### Problem requirements
Reproduce the rows from the line with "roof and draw a box around each match." up to and including the line with "[0,0,900,368]", keeping the requests unchanged and multiplying every bounding-box coordinate in the answers by 1.15, rounded to whole numbers with halves going up. Return only those lines.
-=-=-=-=-
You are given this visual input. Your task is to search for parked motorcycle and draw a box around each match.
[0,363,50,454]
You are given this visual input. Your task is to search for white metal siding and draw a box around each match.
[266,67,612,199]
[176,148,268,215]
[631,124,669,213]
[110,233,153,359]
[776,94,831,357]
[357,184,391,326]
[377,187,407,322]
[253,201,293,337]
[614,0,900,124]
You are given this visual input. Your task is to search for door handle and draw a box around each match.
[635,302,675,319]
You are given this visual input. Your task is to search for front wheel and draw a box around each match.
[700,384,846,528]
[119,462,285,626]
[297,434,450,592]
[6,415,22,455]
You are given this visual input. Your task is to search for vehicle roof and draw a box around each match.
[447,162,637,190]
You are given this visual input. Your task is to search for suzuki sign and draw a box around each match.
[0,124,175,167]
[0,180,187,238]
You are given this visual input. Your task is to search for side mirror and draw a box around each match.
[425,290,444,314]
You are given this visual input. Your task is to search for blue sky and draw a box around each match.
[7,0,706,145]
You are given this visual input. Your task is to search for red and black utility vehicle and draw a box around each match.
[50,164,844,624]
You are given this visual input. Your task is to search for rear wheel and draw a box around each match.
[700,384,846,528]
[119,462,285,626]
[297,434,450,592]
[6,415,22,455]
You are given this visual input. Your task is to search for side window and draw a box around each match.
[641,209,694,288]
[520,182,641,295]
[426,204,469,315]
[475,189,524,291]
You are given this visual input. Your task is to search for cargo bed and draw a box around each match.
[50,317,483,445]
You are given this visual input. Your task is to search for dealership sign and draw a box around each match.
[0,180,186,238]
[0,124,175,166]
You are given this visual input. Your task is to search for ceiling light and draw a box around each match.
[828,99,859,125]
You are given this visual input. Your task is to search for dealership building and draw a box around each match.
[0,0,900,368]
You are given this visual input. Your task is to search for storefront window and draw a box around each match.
-=-=-=-=-
### Correct response
You are given this visual input. Your task is to search for vehicle roof and draw a box around each match.
[514,186,733,219]
You are given this visual input. Your task is to search for suzuki sign and draw a box around each match.
[0,143,201,192]
[0,207,215,274]
You are given this visual input. Your task is to search for side mirror and draw a box around each match.
[489,334,511,361]
You are given this visual input. Your task is to search for blue sky and draw a box around each match.
[8,0,812,167]
You are given this visual input. Your task is to search for red and black utility vehicle and draw a box around each match.
[58,189,971,718]
You are given this visual input. Your task is to search for rear wheel and draw a box around each match.
[805,442,973,607]
[137,531,328,720]
[342,499,518,681]
[7,477,25,523]
You are given this visual input. Your task is to search for side window and draw a box around each match.
[737,240,798,331]
[598,209,737,339]
[490,235,539,362]
[546,217,603,335]
You are given this visual input. Your task is to search for cargo bed and draw a box around each match.
[58,365,555,512]
You are given this visual input. Your task is to search for dealership sign and draw a box around each match.
[0,207,214,274]
[0,143,201,191]
You are given this visual input. Your task is to search for ceiling light and draw a box around each match.
[952,114,988,144]
You are given this visual input. Your task is to search for dealership building and draw a box around each match.
[0,0,1035,423]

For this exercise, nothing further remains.